[Consigne écrite A] Repérez chaque ligne des enregistrements qui contient la chaîne « pink » et recopiez-la telle quelle, en respectant la casse.

[Passage sélectionné]
· · · · ·

Par Dr. Maher Bahloul *
A l’aéroport de Vancouver
Dès l’arrivée à l’aéroport international de Vancouver au Canada, on est frappé par l’agréable accueil des officiers de la police d’immigration et de la douane. Qu’il soit timide et rétréci ou large et chaleureux, le sourire sincère de ces officiers égaie votre journée. Même si c’est la première fois ou vous foulez le sol canadien, cette première rencontre avec les officiels du pays vous donne la sensation d’être dans un chez soi.
Les bus sont fréquents et arrivent à l’heure.
Prendre le bus à Vancouver
Le transport en commun à Vancouver est admirable. Les bus sont non seulement fréquents et arrivent à l’heure, mais disposent aussi de tous les services. Si vous êtes en fauteuil roulant, le bus est généralement équipé pour répondre à vos besoins et à rendre votre voyage aussi confortable et facile que possible. Ils sont équipés d’un système hydraulique permettant aux conducteurs de rabaisser le bus afin de réduire l’écart qui les sépare du trottoir. Une passerelle automatisée est alors activée pour permette l’accès en douceur du fauteuil roulant.

· · · · ·

[Données d'entrée]

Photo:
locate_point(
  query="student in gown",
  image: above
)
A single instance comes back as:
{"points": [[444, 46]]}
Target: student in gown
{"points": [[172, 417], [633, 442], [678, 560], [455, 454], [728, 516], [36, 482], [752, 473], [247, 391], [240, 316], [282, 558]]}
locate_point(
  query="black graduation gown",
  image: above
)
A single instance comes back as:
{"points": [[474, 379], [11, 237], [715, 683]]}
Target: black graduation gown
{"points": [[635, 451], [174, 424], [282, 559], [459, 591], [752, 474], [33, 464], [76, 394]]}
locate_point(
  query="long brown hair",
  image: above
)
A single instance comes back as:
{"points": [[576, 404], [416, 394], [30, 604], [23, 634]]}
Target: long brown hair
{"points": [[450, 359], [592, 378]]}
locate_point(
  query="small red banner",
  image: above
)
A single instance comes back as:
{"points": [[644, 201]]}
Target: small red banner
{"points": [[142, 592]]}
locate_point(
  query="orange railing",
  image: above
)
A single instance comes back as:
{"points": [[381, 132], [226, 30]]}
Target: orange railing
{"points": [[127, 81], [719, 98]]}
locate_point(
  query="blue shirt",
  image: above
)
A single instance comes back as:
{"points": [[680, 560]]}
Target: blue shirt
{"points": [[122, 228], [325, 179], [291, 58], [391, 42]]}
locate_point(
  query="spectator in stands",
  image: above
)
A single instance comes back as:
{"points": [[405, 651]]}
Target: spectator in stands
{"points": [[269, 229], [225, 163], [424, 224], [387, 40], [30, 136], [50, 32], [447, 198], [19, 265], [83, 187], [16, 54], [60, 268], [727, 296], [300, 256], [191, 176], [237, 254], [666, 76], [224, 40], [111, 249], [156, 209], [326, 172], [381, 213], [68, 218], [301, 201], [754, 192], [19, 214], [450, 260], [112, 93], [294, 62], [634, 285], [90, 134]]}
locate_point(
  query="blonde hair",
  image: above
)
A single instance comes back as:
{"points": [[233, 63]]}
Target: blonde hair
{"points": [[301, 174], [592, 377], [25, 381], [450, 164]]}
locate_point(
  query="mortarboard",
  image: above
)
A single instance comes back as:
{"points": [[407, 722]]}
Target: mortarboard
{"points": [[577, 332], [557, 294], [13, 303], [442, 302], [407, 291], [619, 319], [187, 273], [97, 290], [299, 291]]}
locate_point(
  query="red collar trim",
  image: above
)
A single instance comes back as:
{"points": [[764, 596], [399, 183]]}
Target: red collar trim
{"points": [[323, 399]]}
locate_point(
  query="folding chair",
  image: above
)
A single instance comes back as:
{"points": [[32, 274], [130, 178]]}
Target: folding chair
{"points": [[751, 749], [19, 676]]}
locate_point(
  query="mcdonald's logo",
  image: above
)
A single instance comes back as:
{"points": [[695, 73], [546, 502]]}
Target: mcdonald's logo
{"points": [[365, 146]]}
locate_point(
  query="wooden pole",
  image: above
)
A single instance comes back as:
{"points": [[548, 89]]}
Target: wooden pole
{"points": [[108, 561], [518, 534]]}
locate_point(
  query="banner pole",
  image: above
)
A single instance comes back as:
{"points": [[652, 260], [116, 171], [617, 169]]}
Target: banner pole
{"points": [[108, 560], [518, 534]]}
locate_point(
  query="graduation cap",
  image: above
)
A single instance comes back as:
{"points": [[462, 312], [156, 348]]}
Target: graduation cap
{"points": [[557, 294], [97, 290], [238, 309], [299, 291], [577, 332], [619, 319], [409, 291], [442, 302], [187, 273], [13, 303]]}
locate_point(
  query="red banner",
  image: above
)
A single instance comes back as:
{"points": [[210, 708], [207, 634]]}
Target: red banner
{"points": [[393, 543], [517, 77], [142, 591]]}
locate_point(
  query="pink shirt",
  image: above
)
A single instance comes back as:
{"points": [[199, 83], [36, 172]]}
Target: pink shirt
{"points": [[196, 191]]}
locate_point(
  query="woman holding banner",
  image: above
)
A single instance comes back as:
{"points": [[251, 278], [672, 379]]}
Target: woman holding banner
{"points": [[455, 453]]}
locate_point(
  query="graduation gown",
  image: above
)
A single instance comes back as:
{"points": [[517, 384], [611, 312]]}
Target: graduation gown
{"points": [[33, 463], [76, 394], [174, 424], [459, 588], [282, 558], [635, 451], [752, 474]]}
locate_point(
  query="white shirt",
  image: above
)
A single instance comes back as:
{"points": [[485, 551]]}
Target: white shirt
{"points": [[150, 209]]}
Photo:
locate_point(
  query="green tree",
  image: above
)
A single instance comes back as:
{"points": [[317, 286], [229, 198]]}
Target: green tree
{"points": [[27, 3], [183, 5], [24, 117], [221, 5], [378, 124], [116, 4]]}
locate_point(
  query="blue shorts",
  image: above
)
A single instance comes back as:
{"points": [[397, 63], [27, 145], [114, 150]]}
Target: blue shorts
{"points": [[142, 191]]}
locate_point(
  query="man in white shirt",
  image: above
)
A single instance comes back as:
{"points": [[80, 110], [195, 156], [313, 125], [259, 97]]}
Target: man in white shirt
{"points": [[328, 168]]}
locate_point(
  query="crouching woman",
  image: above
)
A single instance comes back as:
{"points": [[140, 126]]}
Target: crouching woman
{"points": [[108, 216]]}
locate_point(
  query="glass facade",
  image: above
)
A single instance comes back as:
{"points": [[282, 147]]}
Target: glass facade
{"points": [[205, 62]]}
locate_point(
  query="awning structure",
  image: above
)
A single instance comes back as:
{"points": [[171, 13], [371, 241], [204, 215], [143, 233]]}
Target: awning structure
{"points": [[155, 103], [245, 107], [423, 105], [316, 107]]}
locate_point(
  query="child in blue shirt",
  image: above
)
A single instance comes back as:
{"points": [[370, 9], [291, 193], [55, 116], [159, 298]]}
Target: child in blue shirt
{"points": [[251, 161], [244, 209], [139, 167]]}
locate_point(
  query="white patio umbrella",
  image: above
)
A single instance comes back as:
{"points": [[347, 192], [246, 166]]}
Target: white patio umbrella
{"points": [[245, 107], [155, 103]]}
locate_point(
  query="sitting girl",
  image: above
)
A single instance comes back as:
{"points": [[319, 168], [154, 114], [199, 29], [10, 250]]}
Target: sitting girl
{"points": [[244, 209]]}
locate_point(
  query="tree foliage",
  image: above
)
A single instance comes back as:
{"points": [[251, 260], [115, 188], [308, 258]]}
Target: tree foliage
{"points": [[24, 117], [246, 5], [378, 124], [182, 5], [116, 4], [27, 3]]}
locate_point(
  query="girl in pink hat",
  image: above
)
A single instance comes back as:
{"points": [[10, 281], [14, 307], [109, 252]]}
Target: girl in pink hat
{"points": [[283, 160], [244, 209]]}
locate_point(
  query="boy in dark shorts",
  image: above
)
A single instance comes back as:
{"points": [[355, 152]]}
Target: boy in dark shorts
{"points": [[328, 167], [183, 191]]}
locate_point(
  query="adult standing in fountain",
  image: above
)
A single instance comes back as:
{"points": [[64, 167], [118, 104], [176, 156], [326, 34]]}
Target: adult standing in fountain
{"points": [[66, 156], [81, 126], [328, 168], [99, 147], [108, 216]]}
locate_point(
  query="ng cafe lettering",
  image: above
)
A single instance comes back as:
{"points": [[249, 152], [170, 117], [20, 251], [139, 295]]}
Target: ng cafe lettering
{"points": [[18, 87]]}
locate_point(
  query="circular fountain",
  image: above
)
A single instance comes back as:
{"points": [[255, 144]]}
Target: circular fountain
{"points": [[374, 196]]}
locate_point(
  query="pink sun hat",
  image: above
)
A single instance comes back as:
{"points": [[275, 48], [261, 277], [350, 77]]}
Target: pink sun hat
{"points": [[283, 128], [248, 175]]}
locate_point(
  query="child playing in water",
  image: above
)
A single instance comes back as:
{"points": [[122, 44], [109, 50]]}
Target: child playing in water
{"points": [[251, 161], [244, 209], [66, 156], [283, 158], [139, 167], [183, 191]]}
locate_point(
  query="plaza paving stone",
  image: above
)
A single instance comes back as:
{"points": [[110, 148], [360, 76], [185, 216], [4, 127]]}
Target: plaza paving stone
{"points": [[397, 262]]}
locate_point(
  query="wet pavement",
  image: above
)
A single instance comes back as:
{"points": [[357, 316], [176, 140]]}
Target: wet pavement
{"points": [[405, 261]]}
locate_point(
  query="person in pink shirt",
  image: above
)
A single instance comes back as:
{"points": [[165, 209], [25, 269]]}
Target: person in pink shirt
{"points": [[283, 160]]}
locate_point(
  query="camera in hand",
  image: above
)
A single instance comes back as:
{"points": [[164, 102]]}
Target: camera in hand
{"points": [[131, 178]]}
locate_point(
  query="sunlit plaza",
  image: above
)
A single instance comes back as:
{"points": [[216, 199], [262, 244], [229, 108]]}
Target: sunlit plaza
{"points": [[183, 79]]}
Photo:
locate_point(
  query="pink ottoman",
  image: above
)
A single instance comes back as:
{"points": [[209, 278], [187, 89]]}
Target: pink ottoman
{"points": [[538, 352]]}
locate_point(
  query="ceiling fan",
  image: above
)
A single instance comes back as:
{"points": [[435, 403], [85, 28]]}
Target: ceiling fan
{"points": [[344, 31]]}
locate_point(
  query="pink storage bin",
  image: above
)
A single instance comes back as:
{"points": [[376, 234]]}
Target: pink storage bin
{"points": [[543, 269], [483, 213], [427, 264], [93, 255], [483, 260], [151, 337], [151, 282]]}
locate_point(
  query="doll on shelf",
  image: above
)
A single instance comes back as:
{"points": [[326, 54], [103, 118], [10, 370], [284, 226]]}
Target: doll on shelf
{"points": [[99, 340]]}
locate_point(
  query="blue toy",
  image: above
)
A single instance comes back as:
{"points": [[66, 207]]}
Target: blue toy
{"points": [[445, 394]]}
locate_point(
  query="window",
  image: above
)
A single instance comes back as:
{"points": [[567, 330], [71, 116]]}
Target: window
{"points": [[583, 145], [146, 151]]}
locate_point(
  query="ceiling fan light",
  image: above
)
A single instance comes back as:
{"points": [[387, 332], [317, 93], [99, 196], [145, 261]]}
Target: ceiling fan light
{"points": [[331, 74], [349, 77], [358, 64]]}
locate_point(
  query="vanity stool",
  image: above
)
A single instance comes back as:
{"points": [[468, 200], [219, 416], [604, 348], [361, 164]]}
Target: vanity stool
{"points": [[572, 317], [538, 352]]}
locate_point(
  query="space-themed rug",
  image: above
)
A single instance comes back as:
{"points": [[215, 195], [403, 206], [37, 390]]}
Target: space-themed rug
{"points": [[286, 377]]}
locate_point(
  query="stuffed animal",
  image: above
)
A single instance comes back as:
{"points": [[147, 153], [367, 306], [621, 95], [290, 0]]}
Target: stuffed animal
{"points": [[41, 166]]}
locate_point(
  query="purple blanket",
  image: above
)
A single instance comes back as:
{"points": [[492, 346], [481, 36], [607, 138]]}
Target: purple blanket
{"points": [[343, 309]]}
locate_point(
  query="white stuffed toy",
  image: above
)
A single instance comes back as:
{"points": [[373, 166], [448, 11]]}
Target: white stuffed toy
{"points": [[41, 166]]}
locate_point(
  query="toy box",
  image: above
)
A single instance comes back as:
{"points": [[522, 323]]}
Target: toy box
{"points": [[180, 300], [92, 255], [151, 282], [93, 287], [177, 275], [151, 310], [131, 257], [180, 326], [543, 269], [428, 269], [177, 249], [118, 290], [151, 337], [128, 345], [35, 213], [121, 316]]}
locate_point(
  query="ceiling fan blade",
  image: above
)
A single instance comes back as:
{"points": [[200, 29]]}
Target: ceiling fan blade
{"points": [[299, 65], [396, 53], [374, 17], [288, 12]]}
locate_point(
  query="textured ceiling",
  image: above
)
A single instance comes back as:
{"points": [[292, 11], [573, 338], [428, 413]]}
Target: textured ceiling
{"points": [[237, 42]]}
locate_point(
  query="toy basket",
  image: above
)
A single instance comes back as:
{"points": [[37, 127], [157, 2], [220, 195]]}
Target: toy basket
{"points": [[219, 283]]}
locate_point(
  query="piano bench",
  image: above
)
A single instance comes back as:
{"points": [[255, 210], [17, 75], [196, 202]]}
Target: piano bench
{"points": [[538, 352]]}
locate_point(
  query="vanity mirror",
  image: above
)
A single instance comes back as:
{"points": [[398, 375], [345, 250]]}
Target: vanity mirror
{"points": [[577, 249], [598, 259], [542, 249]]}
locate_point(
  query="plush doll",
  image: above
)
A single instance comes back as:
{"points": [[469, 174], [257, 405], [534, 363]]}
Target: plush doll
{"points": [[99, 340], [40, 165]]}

· · · · ·

[Consigne écrite B] Affichez intégralement le texte sur Vancouver, sans aucune modification.

[Résultat attendu A]
  query="pink shirt",
Target: pink shirt
  query="girl in pink hat",
Target: girl in pink hat
  query="pink sun hat",
Target: pink sun hat
  query="person in pink shirt",
Target: person in pink shirt
  query="pink ottoman",
Target: pink ottoman
  query="pink storage bin",
Target: pink storage bin

[Résultat attendu B]
Par Dr. Maher Bahloul *
A l’aéroport de Vancouver
Dès l’arrivée à l’aéroport international de Vancouver au Canada, on est frappé par l’agréable accueil des officiers de la police d’immigration et de la douane. Qu’il soit timide et rétréci ou large et chaleureux, le sourire sincère de ces officiers égaie votre journée. Même si c’est la première fois ou vous foulez le sol canadien, cette première rencontre avec les officiels du pays vous donne la sensation d’être dans un chez soi.
Les bus sont fréquents et arrivent à l’heure.
Prendre le bus à Vancouver
Le transport en commun à Vancouver est admirable. Les bus sont non seulement fréquents et arrivent à l’heure, mais disposent aussi de tous les services. Si vous êtes en fauteuil roulant, le bus est généralement équipé pour répondre à vos besoins et à rendre votre voyage aussi confortable et facile que possible. Ils sont équipés d’un système hydraulique permettant aux conducteurs de rabaisser le bus afin de réduire l’écart qui les sépare du trottoir. Une passerelle automatisée est alors activée pour permette l’accès en douceur du fauteuil roulant.